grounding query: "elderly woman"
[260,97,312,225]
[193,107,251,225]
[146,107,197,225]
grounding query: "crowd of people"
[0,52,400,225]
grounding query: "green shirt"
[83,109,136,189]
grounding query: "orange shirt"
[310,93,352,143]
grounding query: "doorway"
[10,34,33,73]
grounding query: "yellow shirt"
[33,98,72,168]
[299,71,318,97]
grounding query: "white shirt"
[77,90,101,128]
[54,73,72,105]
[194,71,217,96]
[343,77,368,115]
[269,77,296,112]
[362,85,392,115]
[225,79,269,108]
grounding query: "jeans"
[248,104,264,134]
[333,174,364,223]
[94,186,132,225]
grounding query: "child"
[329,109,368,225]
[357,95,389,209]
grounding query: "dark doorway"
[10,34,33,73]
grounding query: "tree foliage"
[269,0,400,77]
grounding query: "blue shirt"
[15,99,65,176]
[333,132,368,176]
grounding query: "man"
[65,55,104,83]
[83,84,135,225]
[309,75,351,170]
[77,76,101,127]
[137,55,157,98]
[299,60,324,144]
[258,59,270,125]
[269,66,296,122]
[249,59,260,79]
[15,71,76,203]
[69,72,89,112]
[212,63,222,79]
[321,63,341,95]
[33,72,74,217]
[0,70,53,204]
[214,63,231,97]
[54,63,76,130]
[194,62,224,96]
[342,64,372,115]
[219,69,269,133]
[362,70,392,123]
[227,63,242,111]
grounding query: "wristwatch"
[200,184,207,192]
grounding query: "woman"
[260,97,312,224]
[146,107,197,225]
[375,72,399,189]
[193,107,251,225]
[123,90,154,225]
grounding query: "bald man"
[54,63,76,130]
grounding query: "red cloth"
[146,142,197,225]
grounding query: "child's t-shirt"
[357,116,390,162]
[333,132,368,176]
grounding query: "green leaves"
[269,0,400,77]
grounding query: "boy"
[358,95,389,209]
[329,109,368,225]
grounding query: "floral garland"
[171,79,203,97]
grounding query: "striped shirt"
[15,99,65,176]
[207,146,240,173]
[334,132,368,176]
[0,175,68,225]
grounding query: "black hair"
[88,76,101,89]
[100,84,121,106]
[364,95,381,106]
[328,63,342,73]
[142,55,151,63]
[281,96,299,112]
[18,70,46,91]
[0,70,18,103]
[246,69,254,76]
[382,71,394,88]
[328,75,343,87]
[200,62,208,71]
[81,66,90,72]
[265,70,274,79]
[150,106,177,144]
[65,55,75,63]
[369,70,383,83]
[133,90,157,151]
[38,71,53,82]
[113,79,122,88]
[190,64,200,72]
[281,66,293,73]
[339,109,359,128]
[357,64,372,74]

*TASK REQUIREMENTS*
List every line of the entries above that contains the string "doorway".

*EXPECTED OUTPUT*
grounding query: "doorway"
grounding query: "dark doorway"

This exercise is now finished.